(REQUEST):
Rewrite the rows from the line with "Could you please locate the fireplace in" up to and including the line with "left=511, top=231, right=553, bottom=266", replacing "fireplace" with "hearth" and leaving everything else unchanged.

:: DATA ROWS

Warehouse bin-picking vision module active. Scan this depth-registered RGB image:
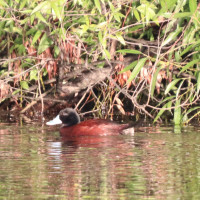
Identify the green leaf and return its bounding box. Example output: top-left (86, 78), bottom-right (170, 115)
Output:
top-left (31, 1), bottom-right (49, 15)
top-left (183, 106), bottom-right (200, 123)
top-left (173, 12), bottom-right (192, 19)
top-left (178, 59), bottom-right (199, 75)
top-left (165, 78), bottom-right (181, 95)
top-left (117, 49), bottom-right (142, 54)
top-left (133, 9), bottom-right (140, 22)
top-left (118, 60), bottom-right (138, 74)
top-left (38, 33), bottom-right (53, 54)
top-left (189, 0), bottom-right (197, 13)
top-left (161, 28), bottom-right (182, 47)
top-left (54, 46), bottom-right (60, 58)
top-left (20, 81), bottom-right (29, 90)
top-left (174, 99), bottom-right (182, 124)
top-left (51, 1), bottom-right (62, 21)
top-left (153, 103), bottom-right (168, 123)
top-left (104, 49), bottom-right (111, 60)
top-left (197, 71), bottom-right (200, 94)
top-left (35, 12), bottom-right (48, 24)
top-left (30, 69), bottom-right (38, 81)
top-left (116, 32), bottom-right (126, 45)
top-left (31, 30), bottom-right (42, 46)
top-left (94, 0), bottom-right (101, 13)
top-left (19, 0), bottom-right (27, 10)
top-left (128, 58), bottom-right (147, 82)
top-left (0, 0), bottom-right (9, 8)
top-left (151, 66), bottom-right (163, 98)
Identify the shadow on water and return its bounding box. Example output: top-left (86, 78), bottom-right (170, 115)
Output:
top-left (0, 124), bottom-right (200, 199)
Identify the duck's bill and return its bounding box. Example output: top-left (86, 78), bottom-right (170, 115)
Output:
top-left (46, 115), bottom-right (62, 126)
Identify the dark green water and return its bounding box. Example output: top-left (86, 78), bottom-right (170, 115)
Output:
top-left (0, 124), bottom-right (200, 200)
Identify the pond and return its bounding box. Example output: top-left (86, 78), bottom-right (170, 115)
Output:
top-left (0, 123), bottom-right (200, 200)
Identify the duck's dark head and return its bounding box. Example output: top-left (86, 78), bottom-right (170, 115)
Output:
top-left (46, 108), bottom-right (80, 126)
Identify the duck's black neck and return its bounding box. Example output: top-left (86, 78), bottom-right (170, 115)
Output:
top-left (60, 108), bottom-right (80, 126)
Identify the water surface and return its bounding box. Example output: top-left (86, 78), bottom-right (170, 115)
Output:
top-left (0, 123), bottom-right (200, 200)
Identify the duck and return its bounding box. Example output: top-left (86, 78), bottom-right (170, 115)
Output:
top-left (46, 108), bottom-right (134, 137)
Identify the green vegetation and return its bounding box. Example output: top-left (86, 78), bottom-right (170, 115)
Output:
top-left (0, 0), bottom-right (200, 124)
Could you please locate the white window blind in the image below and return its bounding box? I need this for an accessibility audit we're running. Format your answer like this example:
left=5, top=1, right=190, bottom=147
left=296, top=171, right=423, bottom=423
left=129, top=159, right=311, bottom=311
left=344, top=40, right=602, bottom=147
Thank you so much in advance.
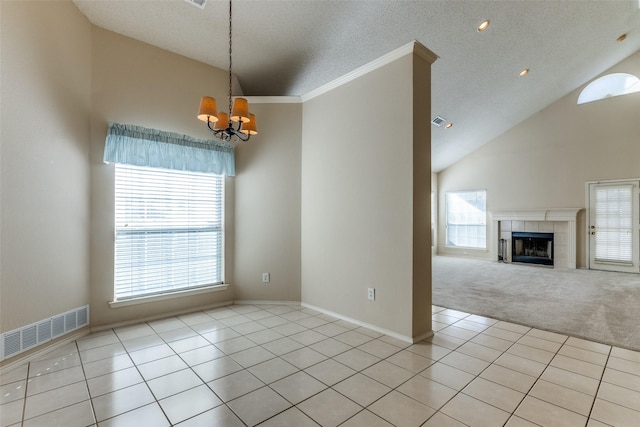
left=595, top=185, right=633, bottom=263
left=114, top=164, right=224, bottom=300
left=446, top=190, right=487, bottom=249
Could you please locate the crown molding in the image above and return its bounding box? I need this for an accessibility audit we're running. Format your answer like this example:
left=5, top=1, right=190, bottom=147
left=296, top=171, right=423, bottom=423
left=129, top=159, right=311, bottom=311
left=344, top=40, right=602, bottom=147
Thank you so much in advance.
left=301, top=40, right=438, bottom=102
left=244, top=96, right=302, bottom=104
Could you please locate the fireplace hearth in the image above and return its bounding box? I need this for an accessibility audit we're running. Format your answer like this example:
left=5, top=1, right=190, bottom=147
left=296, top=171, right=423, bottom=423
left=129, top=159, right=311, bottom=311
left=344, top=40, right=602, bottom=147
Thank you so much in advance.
left=511, top=232, right=553, bottom=266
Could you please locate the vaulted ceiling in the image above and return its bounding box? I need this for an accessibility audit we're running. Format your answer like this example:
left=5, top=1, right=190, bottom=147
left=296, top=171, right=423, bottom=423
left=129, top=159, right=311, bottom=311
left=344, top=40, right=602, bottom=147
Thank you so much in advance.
left=74, top=0, right=640, bottom=171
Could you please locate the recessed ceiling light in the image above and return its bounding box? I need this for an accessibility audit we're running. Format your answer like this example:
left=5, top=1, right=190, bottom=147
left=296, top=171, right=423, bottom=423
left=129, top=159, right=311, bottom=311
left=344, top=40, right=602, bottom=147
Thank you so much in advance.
left=478, top=19, right=489, bottom=33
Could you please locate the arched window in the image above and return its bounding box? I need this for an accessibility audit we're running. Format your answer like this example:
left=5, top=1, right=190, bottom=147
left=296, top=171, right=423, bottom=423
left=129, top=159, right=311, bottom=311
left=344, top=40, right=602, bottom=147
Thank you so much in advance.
left=578, top=73, right=640, bottom=104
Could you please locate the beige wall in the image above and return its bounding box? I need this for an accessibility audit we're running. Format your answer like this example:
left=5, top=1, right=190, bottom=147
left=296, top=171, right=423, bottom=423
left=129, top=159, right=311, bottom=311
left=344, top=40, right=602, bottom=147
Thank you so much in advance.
left=301, top=47, right=431, bottom=337
left=90, top=27, right=234, bottom=327
left=0, top=1, right=91, bottom=332
left=438, top=52, right=640, bottom=267
left=233, top=99, right=302, bottom=301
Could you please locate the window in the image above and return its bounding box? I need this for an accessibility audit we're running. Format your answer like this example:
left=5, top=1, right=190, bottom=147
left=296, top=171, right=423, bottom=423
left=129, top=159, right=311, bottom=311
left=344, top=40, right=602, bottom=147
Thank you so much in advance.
left=114, top=164, right=224, bottom=300
left=594, top=185, right=633, bottom=264
left=446, top=190, right=487, bottom=249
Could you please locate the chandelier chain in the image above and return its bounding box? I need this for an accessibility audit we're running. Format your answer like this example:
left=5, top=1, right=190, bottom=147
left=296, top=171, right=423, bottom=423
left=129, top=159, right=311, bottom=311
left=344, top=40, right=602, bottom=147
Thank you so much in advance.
left=229, top=0, right=233, bottom=119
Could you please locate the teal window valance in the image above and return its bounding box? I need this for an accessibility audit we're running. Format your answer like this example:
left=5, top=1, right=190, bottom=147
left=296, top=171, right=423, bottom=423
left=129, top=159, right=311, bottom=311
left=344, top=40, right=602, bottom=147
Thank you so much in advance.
left=104, top=123, right=236, bottom=176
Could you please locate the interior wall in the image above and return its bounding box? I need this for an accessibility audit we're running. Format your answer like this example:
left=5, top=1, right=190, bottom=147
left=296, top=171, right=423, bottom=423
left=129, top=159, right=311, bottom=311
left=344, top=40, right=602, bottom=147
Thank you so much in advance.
left=233, top=98, right=302, bottom=302
left=301, top=47, right=431, bottom=337
left=0, top=1, right=91, bottom=332
left=90, top=27, right=235, bottom=327
left=438, top=52, right=640, bottom=268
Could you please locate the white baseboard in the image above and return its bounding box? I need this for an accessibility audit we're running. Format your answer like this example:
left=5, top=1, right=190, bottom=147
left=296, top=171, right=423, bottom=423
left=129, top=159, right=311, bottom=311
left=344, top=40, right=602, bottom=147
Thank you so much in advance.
left=301, top=302, right=433, bottom=344
left=91, top=301, right=233, bottom=332
left=0, top=328, right=91, bottom=377
left=233, top=299, right=300, bottom=306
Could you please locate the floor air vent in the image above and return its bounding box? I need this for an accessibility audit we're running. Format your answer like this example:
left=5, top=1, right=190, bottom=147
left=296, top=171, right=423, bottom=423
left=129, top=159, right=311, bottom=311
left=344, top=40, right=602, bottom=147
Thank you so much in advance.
left=0, top=305, right=89, bottom=361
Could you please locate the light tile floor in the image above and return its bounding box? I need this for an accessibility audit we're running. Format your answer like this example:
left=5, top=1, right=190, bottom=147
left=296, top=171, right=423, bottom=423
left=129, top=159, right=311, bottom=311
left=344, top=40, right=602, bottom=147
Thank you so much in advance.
left=0, top=305, right=640, bottom=427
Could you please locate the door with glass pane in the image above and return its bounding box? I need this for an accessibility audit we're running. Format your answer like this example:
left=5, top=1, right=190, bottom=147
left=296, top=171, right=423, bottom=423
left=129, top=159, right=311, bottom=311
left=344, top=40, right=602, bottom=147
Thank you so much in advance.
left=588, top=180, right=640, bottom=273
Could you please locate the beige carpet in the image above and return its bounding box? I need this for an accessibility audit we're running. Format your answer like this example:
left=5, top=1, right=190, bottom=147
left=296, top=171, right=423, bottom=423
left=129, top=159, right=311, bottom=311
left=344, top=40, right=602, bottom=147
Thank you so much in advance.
left=433, top=256, right=640, bottom=351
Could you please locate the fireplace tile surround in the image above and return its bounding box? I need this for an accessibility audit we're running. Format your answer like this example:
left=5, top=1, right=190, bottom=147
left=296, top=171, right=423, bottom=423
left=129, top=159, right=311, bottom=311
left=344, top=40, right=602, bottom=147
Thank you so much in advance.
left=493, top=208, right=582, bottom=269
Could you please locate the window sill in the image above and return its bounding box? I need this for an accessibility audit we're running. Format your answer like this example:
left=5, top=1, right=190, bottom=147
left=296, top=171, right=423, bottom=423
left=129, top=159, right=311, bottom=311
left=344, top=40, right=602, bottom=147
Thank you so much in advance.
left=109, top=283, right=230, bottom=308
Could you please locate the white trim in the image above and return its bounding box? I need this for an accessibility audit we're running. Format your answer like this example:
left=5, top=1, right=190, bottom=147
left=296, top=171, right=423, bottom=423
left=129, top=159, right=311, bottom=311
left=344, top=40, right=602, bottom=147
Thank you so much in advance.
left=302, top=40, right=438, bottom=102
left=492, top=208, right=582, bottom=221
left=0, top=332, right=91, bottom=377
left=244, top=96, right=302, bottom=104
left=91, top=300, right=233, bottom=333
left=109, top=283, right=230, bottom=308
left=300, top=302, right=433, bottom=344
left=233, top=299, right=300, bottom=306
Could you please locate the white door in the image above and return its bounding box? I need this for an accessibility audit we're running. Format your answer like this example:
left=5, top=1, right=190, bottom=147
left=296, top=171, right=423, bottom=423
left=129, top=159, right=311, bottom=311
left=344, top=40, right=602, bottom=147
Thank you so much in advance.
left=588, top=180, right=640, bottom=273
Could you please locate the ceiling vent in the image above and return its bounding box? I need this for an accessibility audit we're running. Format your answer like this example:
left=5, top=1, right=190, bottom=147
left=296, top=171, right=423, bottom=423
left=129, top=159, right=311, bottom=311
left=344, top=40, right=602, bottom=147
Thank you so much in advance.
left=431, top=116, right=447, bottom=127
left=184, top=0, right=207, bottom=9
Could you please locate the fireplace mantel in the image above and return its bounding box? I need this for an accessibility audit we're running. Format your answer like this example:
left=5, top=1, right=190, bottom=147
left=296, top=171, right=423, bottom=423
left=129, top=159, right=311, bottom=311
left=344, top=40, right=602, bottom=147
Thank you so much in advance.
left=492, top=208, right=582, bottom=269
left=493, top=208, right=582, bottom=221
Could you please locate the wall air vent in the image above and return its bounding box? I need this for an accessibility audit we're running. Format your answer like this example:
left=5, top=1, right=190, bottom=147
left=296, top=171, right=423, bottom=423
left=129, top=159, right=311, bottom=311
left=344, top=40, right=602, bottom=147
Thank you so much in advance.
left=431, top=116, right=447, bottom=127
left=0, top=305, right=89, bottom=361
left=184, top=0, right=207, bottom=9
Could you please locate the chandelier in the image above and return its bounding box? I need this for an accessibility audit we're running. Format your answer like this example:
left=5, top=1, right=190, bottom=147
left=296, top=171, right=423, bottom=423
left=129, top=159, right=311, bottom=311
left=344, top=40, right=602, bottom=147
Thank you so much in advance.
left=198, top=0, right=258, bottom=142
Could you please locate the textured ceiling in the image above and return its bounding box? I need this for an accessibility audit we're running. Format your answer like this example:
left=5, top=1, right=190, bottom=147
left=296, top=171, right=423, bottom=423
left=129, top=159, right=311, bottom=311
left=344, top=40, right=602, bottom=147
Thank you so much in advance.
left=74, top=0, right=640, bottom=171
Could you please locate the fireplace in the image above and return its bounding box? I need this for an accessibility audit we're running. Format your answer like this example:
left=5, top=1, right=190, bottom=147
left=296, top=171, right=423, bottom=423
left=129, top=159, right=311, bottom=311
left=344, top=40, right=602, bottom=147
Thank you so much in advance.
left=511, top=231, right=553, bottom=266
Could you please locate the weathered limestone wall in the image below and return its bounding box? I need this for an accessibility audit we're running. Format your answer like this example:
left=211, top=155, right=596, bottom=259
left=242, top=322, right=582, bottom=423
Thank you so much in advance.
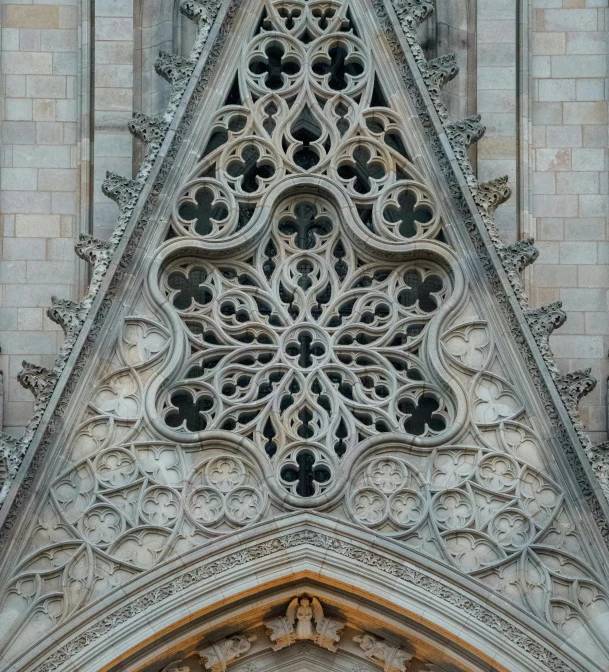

::::

(ANSWER BELOW):
Could you please locate the hearth in the image above and return its bounding box? I need this for an accessibility audit we're running. Format your answer like this example:
left=5, top=1, right=190, bottom=147
left=296, top=171, right=423, bottom=423
left=129, top=159, right=311, bottom=311
left=344, top=40, right=602, bottom=147
Thank you so much in advance.
left=511, top=231, right=553, bottom=266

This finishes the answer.